*** Data for the task

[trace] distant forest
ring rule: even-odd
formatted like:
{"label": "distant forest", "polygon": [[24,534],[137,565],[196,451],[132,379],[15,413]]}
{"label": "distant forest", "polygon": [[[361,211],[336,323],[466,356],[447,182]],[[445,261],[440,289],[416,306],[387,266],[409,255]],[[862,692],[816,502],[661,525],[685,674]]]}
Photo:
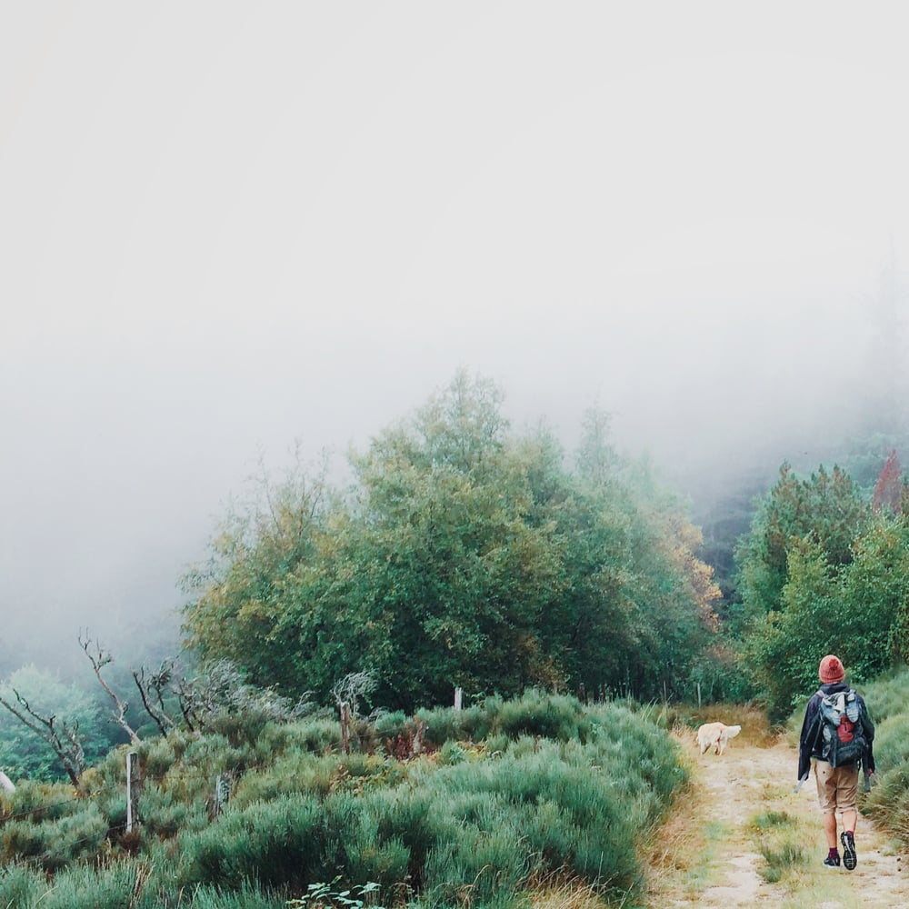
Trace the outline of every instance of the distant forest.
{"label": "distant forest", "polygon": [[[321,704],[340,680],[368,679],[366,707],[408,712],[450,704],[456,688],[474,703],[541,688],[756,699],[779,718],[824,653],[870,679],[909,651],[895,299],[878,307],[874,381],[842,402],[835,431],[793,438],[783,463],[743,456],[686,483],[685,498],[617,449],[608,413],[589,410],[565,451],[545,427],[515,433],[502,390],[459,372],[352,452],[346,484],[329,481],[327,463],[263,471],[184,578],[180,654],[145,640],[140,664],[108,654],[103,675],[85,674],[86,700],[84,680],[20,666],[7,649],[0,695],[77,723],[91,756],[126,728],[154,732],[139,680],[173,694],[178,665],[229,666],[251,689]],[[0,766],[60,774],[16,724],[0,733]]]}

******
*** Data for the task

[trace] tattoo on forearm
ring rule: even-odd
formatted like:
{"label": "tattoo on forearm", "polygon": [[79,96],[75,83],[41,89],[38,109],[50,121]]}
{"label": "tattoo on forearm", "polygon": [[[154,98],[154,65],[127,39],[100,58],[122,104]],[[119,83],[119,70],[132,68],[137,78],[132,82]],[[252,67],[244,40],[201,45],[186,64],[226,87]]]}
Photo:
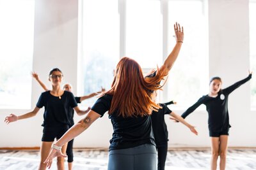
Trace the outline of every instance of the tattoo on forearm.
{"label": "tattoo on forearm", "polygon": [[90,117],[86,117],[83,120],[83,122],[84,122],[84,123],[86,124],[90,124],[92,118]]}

******
*** Data for the task

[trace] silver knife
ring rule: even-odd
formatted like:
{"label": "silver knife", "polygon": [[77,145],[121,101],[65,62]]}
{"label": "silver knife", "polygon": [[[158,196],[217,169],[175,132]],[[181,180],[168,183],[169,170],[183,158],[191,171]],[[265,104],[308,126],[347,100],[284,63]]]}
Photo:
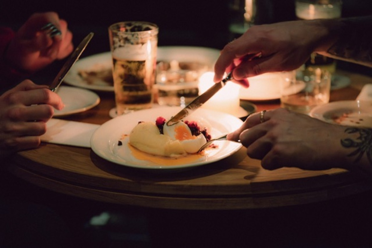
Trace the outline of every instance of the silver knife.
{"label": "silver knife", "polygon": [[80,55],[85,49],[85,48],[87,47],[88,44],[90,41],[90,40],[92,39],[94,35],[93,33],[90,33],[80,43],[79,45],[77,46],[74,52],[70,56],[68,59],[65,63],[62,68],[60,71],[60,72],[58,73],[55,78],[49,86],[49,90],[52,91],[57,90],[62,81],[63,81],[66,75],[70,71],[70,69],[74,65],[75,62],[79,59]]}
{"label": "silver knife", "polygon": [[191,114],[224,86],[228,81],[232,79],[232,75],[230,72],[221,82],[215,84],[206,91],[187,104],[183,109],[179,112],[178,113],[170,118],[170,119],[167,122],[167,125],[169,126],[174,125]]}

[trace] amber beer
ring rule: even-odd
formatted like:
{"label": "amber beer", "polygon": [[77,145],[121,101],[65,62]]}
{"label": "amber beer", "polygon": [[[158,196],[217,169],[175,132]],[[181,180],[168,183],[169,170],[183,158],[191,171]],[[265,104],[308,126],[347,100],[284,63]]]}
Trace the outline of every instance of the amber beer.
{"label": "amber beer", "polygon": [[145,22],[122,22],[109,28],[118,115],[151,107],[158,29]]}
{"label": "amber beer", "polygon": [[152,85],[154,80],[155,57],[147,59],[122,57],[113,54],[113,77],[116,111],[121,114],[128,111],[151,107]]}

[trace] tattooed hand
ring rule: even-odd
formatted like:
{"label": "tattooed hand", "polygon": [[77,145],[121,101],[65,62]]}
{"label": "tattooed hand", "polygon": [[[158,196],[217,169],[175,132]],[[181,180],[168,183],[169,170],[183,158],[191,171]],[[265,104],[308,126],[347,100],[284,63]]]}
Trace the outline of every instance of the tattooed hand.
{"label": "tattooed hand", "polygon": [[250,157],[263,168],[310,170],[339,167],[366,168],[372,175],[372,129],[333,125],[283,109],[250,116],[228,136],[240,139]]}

******

▶ What the task asks
Rewrite the material starting at the line containing "[trace] distant forest" and ending at the line containing "Trace the outline of every instance of the distant" as a Markdown table with the columns No. and Text, one numbered row per line. Skip blank lines and leave the picture out.

▶ Task output
| No. | Text |
|---|---|
| 1 | [trace] distant forest |
| 2 | ring rule: even-odd |
| 3 | formatted like: |
| 4 | {"label": "distant forest", "polygon": [[24,534],[137,565],[196,451],[132,379],[15,413]]} |
| 5 | {"label": "distant forest", "polygon": [[[361,211],[336,323],[466,356],[447,182]],[[445,261],[440,289],[416,306],[387,266],[409,255]],[[862,692],[816,502],[661,525],[685,674]]]} |
| 6 | Photo: |
| 7 | Trace the outline of every instance of the distant forest. |